*Belge Alıntısı:*
+++++
Uzman Psikolog ve İlişki Terapisti Nida Korkmaz: “Evlilik stresi bir insanın evlenmeden önceki zamanında ya da kişinin geçmişte yaşadığı olaylardan ötürü aklında olan soru işaretlerine dayanmaktadır. Toplumumuzda aşk her zaman ön planda tutulmaktadır. Bu nedenle bireyler bir kere aşık oldukları kişiye zamanla bağımlılık geliştirirler. Aşkın ilk aşamasında bu bağlılık olarak nitelendirilebilir. Ama daha sonra bağlılık dediğimiz unsur yerini zamanla bağımlılığa bırakır. Bağlılık insanlar arasında rahatlatıcı ve huzur verici bir niteliğe sahiptir. Ama bağımlılık bunun tam aksine insan üzerinde gerginlik ve strese neden olur. Bağımlılık insanın partnerine karşı duyduğu aklındaki soru işaretlerini ortadan kaldırma etkisini göstermektedir. Bireyler bağımlı olduklarından ötürü, aklındaki soru işaretlerine verilecek cevapları sürekli ertelemektedirler. Bu durum evlilik aşamasına kadar gelmektedir. Evlilik aşamasında ise bu durum, insanların flört zamanlarında olduklarından çok daha farklılık göstermektedir. Evlenen çiftlerde yavaş yavaş zihinsel ve fikirsel değişimler meydana gelir. Bu fikirsel değişimler ile birlikte bağımlılıktan dolayı akılda cevaplanmayan sorularla birleşip zamanla kişi üzerinde büyük strese neden olmaktadır. Bu stres ise ilişkilerde ciddi bir şekilde ayrılığı tetiklemektedir.” dedi.
+++++
*Kaynak Malzeme:*
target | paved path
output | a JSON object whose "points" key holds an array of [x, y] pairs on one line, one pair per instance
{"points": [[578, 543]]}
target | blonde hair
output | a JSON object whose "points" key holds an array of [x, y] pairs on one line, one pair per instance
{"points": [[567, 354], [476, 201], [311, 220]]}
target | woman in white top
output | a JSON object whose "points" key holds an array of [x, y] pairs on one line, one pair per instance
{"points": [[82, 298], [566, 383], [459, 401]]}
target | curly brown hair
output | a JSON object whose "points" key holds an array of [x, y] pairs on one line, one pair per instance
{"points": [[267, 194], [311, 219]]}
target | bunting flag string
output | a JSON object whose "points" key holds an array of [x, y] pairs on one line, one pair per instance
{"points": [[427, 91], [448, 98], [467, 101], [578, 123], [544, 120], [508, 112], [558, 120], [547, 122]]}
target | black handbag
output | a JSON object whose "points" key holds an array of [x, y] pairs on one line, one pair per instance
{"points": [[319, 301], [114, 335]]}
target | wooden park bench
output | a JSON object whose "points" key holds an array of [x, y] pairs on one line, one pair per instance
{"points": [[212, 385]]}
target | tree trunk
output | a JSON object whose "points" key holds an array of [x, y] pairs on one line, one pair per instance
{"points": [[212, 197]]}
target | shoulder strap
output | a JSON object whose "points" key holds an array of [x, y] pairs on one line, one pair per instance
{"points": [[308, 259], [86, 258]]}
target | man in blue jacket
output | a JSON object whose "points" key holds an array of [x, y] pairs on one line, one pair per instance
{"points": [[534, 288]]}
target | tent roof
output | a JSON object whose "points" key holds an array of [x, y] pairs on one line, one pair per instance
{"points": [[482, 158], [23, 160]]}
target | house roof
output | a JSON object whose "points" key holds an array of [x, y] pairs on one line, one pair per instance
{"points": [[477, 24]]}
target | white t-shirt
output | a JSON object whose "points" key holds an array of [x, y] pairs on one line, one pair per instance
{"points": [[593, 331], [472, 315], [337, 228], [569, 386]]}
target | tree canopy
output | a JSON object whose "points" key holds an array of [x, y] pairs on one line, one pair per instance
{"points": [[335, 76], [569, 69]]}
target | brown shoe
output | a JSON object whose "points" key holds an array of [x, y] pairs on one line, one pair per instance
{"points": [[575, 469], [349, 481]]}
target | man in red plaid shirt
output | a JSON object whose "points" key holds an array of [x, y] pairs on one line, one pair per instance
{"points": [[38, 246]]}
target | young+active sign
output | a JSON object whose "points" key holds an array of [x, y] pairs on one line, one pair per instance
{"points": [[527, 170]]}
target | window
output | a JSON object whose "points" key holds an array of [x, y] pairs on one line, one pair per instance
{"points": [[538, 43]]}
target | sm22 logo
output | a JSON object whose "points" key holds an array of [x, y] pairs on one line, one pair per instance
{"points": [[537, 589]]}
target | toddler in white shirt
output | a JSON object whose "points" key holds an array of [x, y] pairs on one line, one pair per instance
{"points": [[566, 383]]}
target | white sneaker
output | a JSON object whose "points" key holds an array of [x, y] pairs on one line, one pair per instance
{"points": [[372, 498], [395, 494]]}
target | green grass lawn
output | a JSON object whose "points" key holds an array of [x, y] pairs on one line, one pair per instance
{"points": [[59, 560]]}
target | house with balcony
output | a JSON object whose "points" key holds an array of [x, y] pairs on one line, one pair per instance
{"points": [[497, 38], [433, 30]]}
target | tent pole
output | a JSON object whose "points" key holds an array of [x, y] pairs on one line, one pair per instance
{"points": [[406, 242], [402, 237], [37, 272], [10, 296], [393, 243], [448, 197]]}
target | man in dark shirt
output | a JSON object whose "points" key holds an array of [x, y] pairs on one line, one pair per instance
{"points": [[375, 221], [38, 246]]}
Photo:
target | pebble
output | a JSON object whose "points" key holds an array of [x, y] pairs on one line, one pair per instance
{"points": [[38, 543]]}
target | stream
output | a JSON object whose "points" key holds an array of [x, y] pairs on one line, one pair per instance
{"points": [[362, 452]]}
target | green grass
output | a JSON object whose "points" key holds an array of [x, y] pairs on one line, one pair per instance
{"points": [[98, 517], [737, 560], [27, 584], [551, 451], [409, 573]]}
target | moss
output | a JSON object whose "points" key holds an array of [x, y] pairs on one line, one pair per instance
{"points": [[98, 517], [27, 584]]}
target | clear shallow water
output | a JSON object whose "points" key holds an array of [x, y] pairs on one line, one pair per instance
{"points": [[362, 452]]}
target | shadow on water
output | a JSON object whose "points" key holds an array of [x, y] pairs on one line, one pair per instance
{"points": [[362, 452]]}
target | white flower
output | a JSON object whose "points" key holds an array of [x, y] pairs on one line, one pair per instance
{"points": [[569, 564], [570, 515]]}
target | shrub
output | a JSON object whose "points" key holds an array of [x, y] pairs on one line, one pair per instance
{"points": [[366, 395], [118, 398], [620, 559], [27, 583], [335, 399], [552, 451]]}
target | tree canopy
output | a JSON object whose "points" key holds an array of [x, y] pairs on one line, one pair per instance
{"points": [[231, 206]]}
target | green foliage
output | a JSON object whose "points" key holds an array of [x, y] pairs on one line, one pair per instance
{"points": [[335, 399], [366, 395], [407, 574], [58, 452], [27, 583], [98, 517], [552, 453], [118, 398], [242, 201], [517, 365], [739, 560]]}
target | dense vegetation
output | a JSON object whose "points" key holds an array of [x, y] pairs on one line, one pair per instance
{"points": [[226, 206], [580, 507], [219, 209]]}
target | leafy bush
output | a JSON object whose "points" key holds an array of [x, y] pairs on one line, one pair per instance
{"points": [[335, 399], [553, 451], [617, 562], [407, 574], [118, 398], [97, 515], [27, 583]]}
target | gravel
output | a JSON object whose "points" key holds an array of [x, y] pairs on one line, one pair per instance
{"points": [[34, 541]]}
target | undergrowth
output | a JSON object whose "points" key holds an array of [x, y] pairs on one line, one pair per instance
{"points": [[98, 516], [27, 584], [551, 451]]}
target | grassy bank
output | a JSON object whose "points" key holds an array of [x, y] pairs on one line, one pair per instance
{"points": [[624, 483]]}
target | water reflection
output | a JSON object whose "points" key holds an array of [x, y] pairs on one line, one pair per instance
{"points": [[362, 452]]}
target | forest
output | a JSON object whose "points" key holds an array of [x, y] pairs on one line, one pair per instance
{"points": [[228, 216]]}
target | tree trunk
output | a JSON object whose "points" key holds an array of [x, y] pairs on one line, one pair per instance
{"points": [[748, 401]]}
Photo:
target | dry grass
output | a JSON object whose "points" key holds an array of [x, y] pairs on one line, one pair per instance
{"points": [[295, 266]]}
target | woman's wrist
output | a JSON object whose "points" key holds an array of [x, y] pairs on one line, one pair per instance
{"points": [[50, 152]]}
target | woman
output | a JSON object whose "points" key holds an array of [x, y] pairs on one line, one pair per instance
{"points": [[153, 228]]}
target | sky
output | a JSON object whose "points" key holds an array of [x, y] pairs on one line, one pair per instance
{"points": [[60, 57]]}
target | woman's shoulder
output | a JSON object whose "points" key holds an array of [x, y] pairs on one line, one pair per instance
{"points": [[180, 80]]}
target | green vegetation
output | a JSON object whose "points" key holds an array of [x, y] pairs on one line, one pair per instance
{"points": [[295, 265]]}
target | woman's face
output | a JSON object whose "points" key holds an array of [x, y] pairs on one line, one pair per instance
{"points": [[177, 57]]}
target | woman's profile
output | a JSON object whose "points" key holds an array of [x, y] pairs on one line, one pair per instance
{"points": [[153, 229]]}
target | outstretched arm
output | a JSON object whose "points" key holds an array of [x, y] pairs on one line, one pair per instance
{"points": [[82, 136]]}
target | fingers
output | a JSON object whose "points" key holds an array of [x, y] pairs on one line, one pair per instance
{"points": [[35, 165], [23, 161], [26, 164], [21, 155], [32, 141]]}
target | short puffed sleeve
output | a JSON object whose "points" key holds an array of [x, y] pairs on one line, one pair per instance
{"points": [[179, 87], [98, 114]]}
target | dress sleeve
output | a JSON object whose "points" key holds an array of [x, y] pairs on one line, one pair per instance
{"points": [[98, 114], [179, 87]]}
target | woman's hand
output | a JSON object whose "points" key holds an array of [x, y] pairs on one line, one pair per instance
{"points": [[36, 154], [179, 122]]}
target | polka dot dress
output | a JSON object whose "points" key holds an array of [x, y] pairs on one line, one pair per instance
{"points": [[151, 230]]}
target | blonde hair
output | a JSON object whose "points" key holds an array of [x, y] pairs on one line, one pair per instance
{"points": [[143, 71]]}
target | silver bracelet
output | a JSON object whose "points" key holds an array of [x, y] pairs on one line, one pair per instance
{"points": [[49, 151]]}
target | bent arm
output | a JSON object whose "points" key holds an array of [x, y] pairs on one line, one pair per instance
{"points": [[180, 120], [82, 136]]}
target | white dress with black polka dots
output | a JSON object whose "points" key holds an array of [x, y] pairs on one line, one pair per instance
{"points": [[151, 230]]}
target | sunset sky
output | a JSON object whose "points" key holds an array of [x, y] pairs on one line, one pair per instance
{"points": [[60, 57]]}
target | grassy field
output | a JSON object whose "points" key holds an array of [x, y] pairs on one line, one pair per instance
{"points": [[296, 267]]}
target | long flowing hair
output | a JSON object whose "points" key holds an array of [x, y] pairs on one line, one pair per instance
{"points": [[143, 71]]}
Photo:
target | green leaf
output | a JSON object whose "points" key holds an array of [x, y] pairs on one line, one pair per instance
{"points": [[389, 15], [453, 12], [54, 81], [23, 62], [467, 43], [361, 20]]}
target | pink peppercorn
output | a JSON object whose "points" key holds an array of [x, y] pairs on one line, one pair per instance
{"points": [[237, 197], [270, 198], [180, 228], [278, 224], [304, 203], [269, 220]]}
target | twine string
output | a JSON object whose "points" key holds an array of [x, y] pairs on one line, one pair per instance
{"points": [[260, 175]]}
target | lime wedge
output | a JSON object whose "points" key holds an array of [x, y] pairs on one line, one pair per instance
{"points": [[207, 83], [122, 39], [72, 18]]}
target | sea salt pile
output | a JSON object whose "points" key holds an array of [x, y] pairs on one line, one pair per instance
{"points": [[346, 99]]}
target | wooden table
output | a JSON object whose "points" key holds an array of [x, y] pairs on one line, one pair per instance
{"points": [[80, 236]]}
+++++
*Çalışma Görevi:*
Evlilik stresine ilişkin metni iki cümleyle özetleyiniz. Kayıtlar, metinle herhangi bir bağlantı taşımamaktadır.

*Görev Çözümü:*
Uzman Psikolog ve İlişki Terapisti Nida Korkmaz'a göre evlilik stresi, kişinin evlenmeden önceki döneminden ya da geçmişte yaşadığı olaylardan kalan soru işaretlerine dayanır; aşkın ilk aşamasındaki huzur verici bağlılık, zamanla gerginlik ve stres yaratan bir bağımlılığa dönüşür. Bağımlılık yüzünden cevapları ertelenen sorular, evlilikte ortaya çıkan zihinsel ve fikirsel değişimlerle birleşerek büyük strese yol açar ve bu stres ilişkilerde ayrılığı ciddi biçimde tetikler.